**Problem description:**
Here is a block of records. Copy every line in it that includes "highway".

**Extracted information:**
------------------------------------------------------------

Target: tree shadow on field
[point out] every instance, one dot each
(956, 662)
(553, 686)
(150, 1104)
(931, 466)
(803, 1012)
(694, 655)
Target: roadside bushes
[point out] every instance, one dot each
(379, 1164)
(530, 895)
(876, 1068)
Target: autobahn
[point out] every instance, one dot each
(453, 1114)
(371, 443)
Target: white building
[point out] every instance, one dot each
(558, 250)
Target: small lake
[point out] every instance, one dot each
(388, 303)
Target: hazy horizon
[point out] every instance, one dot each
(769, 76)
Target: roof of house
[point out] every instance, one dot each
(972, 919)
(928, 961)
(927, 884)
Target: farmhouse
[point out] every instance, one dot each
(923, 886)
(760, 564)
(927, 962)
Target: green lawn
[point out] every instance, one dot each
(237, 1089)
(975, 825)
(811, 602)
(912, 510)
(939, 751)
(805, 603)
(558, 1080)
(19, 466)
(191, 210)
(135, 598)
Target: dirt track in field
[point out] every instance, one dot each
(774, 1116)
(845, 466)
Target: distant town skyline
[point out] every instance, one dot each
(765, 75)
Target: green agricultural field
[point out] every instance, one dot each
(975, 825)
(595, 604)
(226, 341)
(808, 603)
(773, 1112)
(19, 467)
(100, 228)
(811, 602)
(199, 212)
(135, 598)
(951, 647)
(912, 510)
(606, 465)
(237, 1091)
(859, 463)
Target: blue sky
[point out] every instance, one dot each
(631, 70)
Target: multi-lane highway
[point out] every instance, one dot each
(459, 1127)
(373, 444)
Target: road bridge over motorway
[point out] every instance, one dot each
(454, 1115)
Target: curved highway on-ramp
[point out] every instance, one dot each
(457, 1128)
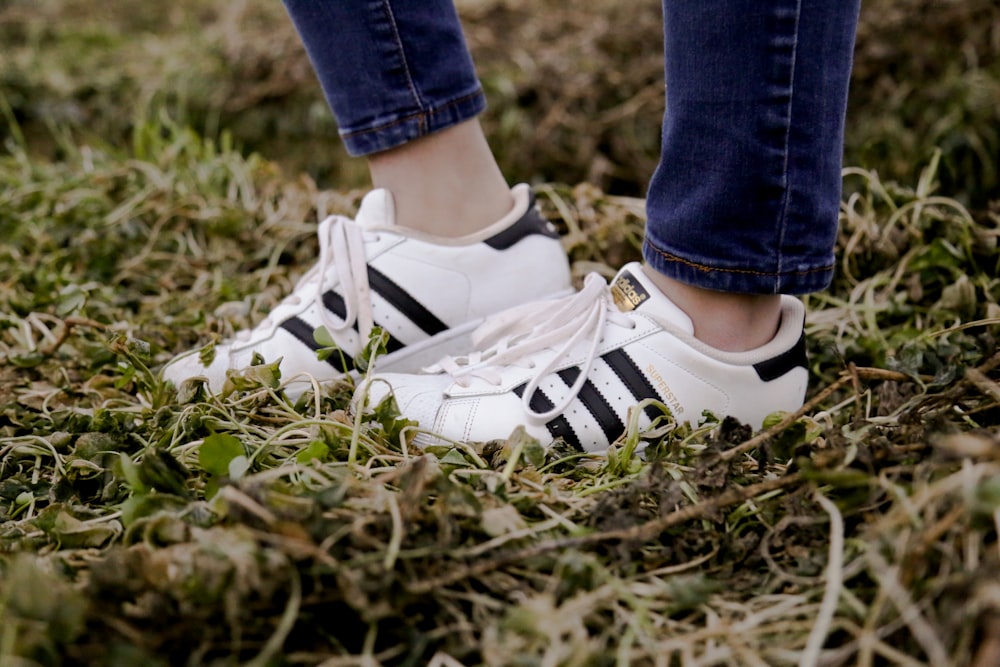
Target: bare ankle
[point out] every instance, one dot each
(446, 184)
(727, 321)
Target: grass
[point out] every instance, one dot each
(142, 524)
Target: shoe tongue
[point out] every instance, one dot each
(633, 290)
(378, 209)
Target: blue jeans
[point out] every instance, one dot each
(747, 191)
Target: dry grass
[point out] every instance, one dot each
(139, 525)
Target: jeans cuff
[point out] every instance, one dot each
(398, 131)
(802, 280)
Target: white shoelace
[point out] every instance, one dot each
(512, 338)
(342, 244)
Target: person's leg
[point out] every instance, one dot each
(439, 244)
(744, 203)
(743, 208)
(401, 83)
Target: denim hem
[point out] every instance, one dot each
(737, 280)
(405, 128)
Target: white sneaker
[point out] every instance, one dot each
(427, 293)
(574, 368)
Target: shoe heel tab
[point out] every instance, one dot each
(529, 223)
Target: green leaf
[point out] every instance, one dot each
(323, 338)
(317, 450)
(217, 451)
(378, 340)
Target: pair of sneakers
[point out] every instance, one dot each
(561, 363)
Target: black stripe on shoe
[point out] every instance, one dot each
(528, 224)
(633, 378)
(402, 301)
(594, 401)
(335, 304)
(775, 367)
(558, 427)
(303, 331)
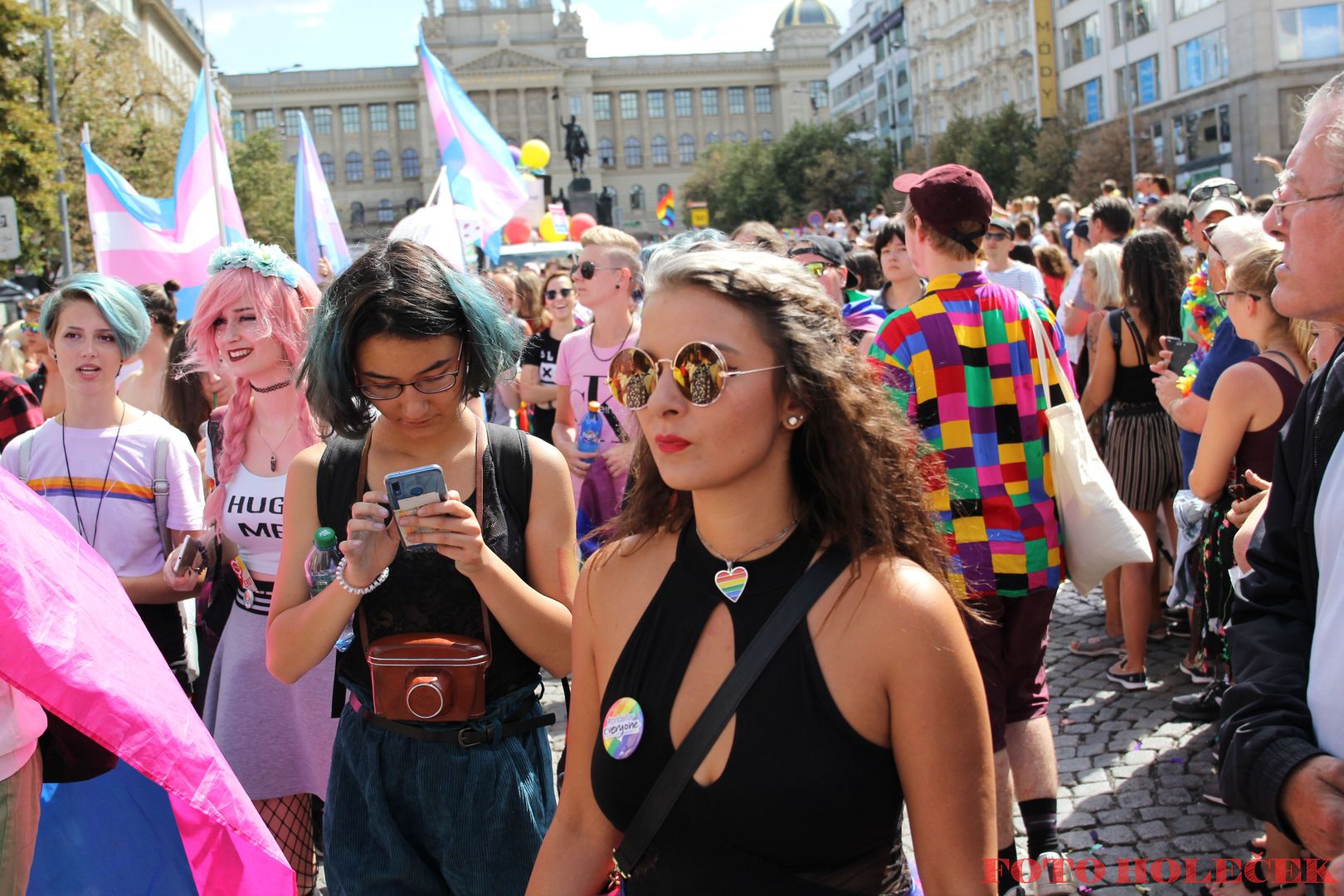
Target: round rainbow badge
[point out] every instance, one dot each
(622, 727)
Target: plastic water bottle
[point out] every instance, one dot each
(590, 430)
(320, 571)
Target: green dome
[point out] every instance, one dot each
(806, 12)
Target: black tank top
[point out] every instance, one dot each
(424, 590)
(806, 804)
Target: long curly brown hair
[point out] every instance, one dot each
(852, 464)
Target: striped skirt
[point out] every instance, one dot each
(1142, 455)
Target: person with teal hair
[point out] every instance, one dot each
(455, 804)
(100, 461)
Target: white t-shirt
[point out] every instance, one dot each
(1327, 664)
(1022, 277)
(22, 722)
(119, 522)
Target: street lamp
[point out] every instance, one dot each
(273, 109)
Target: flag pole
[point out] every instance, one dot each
(212, 119)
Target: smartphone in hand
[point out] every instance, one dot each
(407, 490)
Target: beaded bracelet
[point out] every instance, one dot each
(340, 578)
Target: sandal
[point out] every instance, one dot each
(1098, 645)
(1127, 680)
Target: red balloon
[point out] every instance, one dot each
(581, 222)
(516, 231)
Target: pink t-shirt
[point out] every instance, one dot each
(585, 371)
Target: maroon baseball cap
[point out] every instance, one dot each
(947, 197)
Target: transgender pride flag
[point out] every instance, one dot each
(316, 223)
(480, 168)
(149, 241)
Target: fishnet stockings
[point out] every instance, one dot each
(290, 822)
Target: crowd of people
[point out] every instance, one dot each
(849, 449)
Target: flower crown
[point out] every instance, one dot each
(264, 258)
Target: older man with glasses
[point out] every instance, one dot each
(1283, 723)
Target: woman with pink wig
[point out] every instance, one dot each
(251, 324)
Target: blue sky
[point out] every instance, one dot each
(246, 35)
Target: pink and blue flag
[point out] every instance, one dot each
(149, 241)
(173, 811)
(481, 173)
(316, 223)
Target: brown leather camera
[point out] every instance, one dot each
(427, 677)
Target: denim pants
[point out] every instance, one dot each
(409, 817)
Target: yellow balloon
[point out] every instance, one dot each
(535, 155)
(548, 229)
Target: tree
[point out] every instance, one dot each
(1103, 152)
(28, 158)
(1050, 169)
(265, 187)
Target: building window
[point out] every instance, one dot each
(1309, 32)
(410, 164)
(1081, 41)
(1202, 61)
(1140, 80)
(686, 149)
(633, 152)
(407, 116)
(1181, 8)
(1085, 101)
(629, 105)
(1132, 19)
(382, 165)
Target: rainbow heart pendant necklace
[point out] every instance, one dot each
(732, 581)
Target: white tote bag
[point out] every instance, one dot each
(1099, 533)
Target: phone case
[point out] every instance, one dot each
(409, 490)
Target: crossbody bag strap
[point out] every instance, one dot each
(706, 730)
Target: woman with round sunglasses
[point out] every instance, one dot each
(437, 806)
(537, 379)
(606, 281)
(758, 448)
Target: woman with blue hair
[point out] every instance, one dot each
(426, 798)
(99, 461)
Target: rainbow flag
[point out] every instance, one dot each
(316, 223)
(149, 241)
(481, 173)
(667, 210)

------------------------------------------------------------

**Response to this task:**
Target: multi-lane highway
Target: curved highway on-ramp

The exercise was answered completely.